All lines of the records below that contain the word "church" must be listed.

Images for object localization:

*** Block opens ***

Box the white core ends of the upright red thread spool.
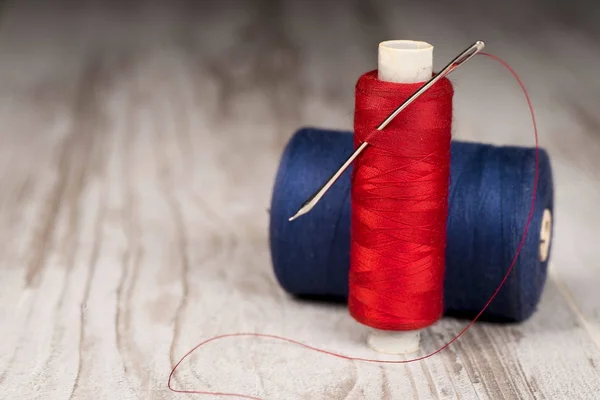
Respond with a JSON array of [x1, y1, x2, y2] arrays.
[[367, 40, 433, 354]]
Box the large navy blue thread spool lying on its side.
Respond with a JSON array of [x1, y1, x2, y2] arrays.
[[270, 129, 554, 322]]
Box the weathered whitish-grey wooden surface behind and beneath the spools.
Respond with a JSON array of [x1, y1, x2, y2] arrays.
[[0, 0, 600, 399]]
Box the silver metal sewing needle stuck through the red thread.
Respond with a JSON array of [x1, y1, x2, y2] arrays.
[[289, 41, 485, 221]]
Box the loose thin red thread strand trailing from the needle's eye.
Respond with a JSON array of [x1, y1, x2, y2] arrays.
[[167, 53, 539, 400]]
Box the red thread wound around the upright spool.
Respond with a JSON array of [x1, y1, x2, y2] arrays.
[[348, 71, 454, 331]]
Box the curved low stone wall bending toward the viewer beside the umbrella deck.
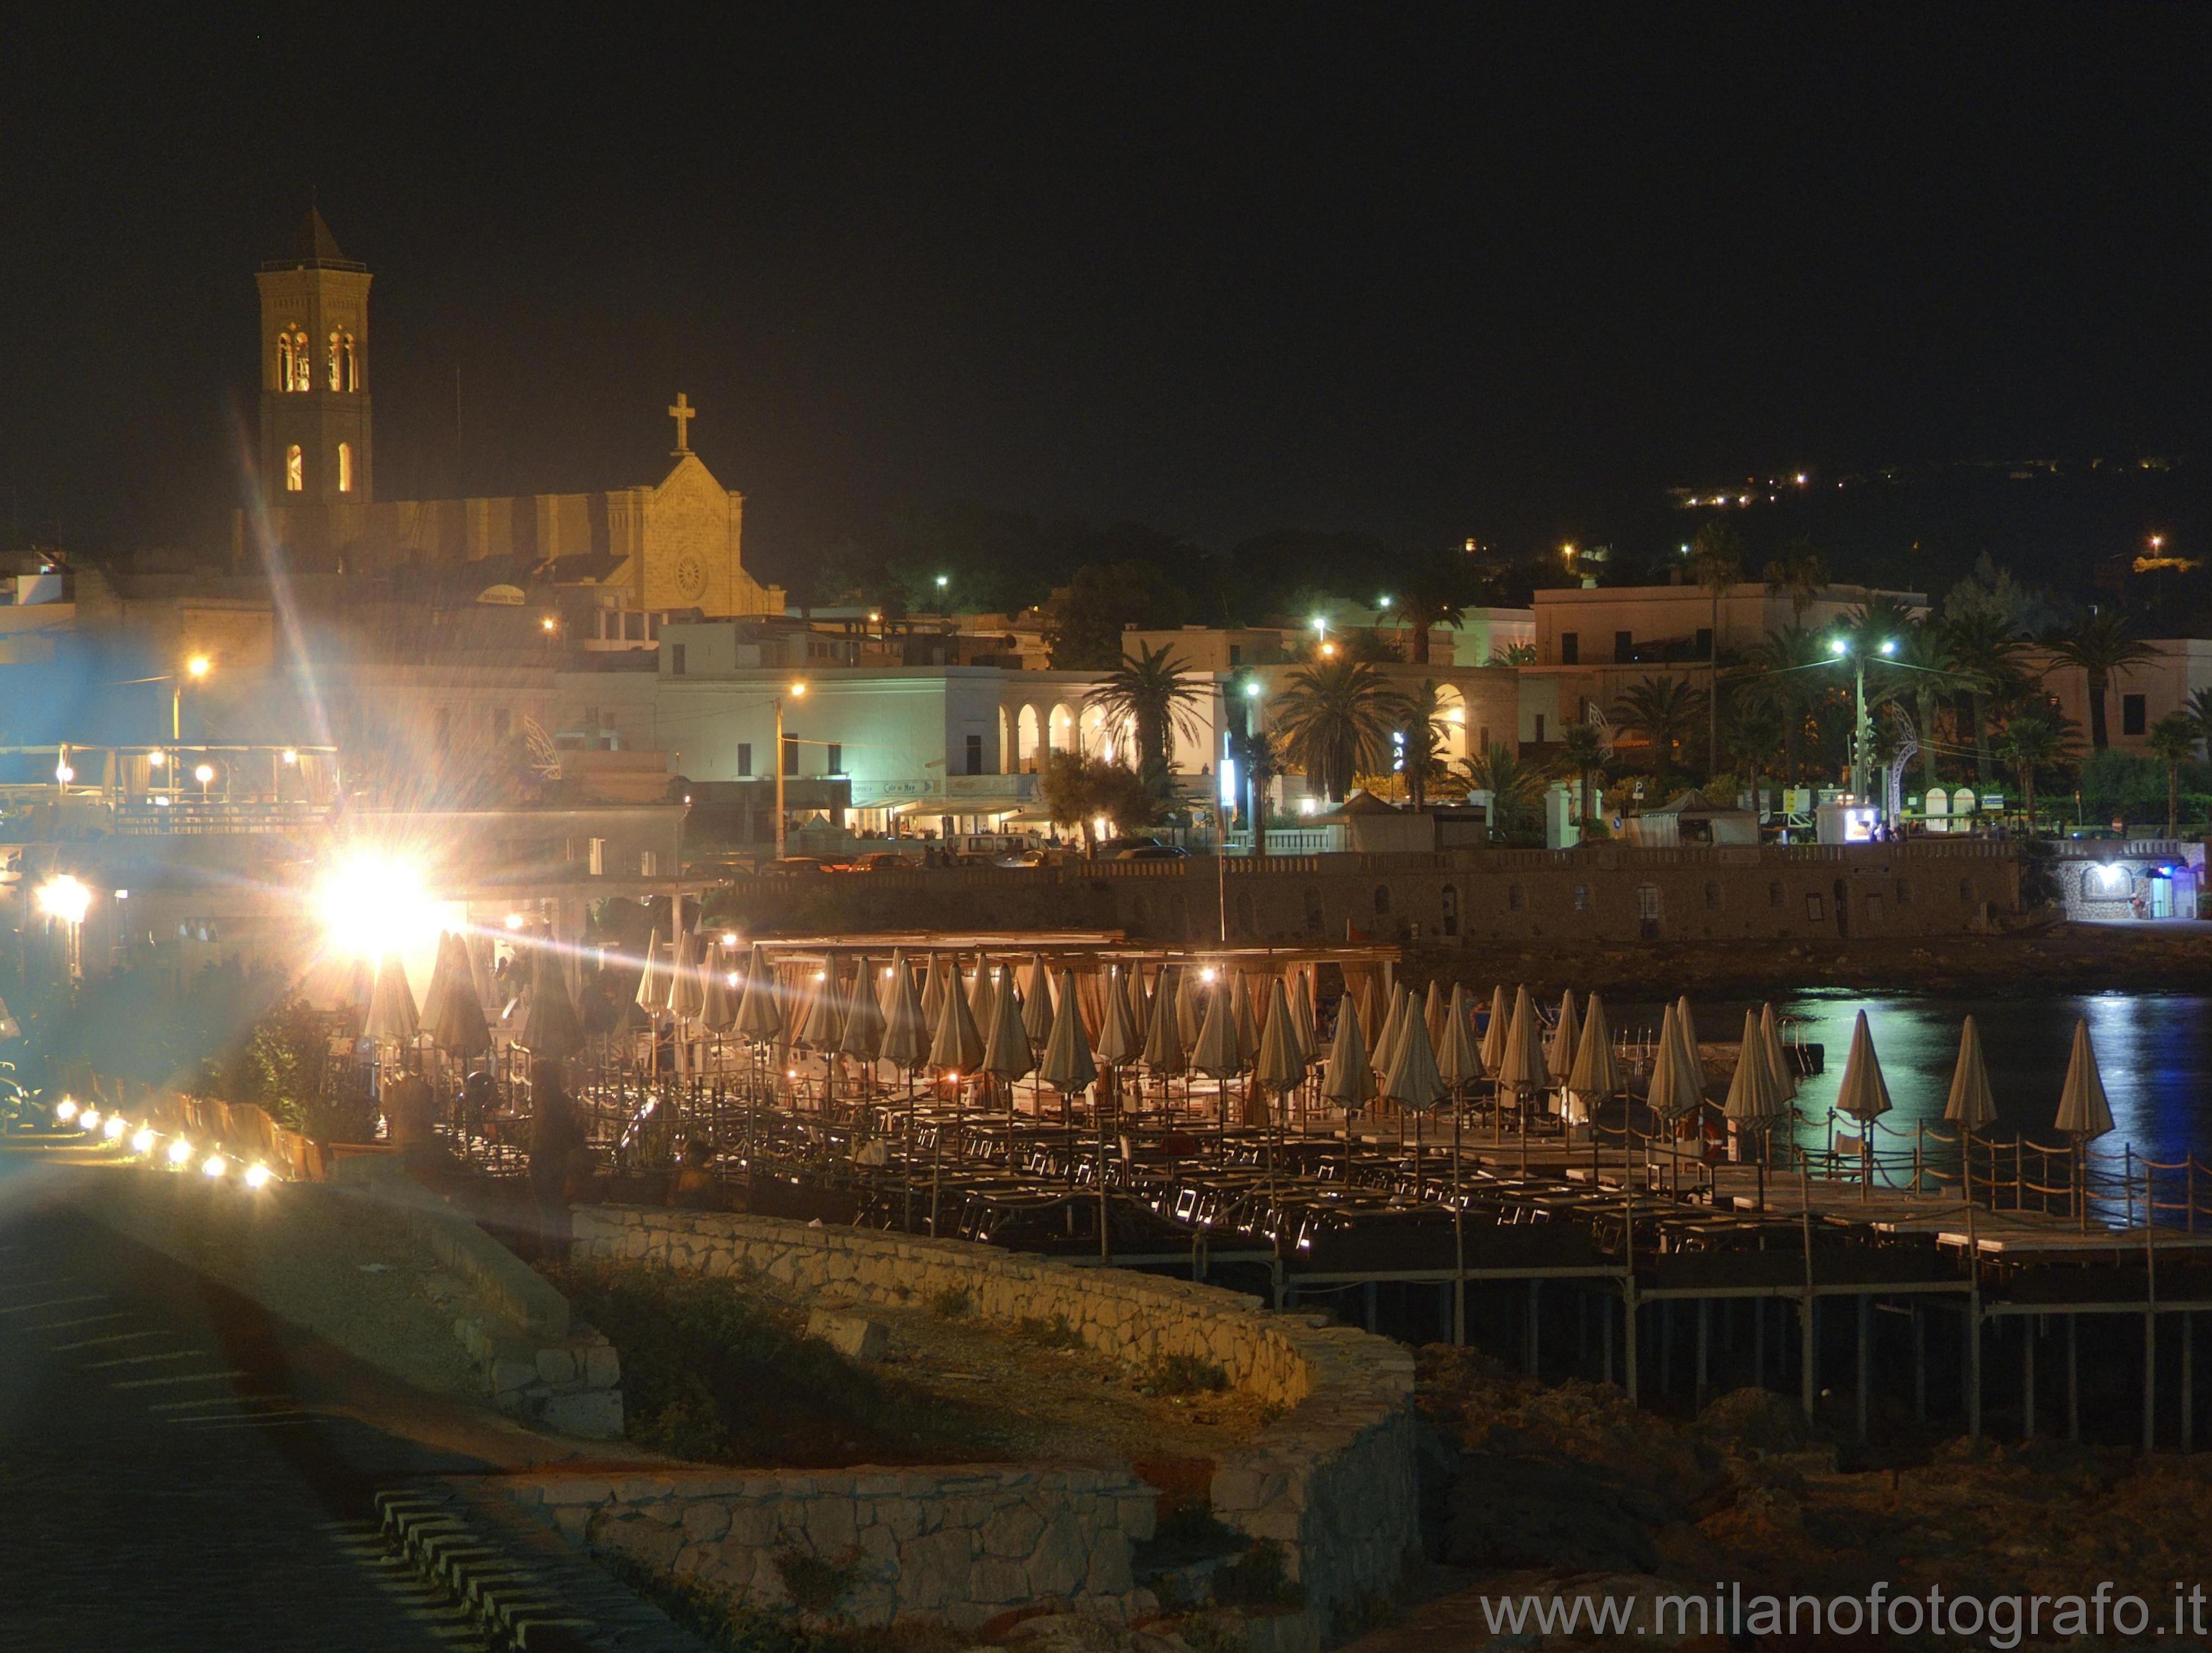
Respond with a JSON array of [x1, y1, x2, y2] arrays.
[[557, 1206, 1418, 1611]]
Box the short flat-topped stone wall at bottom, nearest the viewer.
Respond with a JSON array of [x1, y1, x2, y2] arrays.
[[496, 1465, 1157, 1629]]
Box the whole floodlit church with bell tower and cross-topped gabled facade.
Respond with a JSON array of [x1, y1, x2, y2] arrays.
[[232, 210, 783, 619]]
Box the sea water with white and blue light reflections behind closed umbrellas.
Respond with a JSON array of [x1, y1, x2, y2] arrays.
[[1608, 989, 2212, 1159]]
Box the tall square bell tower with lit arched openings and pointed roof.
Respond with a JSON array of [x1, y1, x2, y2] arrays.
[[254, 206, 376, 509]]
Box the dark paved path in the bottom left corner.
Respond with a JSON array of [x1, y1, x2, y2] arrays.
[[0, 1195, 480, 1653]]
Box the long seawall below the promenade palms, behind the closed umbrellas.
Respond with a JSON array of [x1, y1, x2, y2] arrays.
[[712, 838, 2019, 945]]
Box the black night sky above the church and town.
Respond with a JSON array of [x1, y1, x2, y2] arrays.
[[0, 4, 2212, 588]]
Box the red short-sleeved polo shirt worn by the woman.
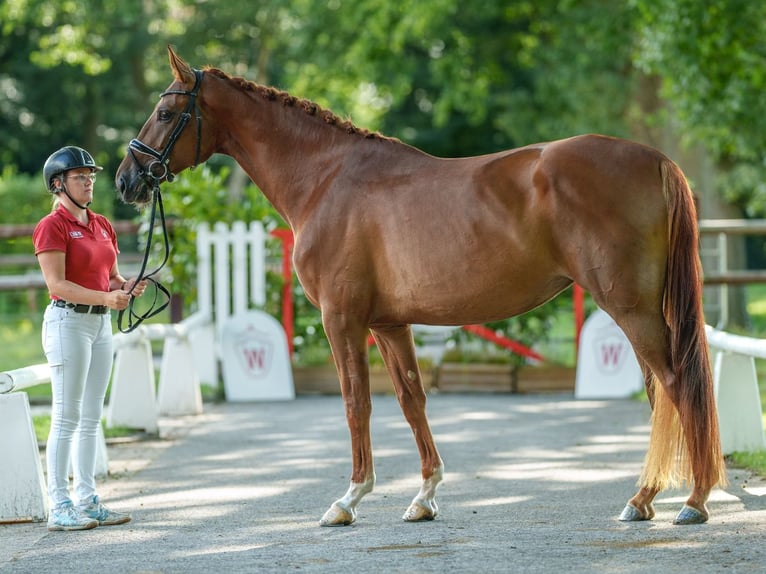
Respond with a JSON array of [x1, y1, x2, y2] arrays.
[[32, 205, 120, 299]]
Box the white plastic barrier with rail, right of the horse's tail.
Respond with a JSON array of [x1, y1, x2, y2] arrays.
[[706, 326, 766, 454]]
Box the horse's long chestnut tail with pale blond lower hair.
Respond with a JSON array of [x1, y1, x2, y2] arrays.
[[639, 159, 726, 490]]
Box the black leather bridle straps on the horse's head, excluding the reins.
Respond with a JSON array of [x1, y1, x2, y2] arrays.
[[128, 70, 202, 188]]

*** Block closes ***

**Expected answer:**
Box the whole floodlit church with bell tower and cross-topped gabled facade.
Box the black night sky above the church and town.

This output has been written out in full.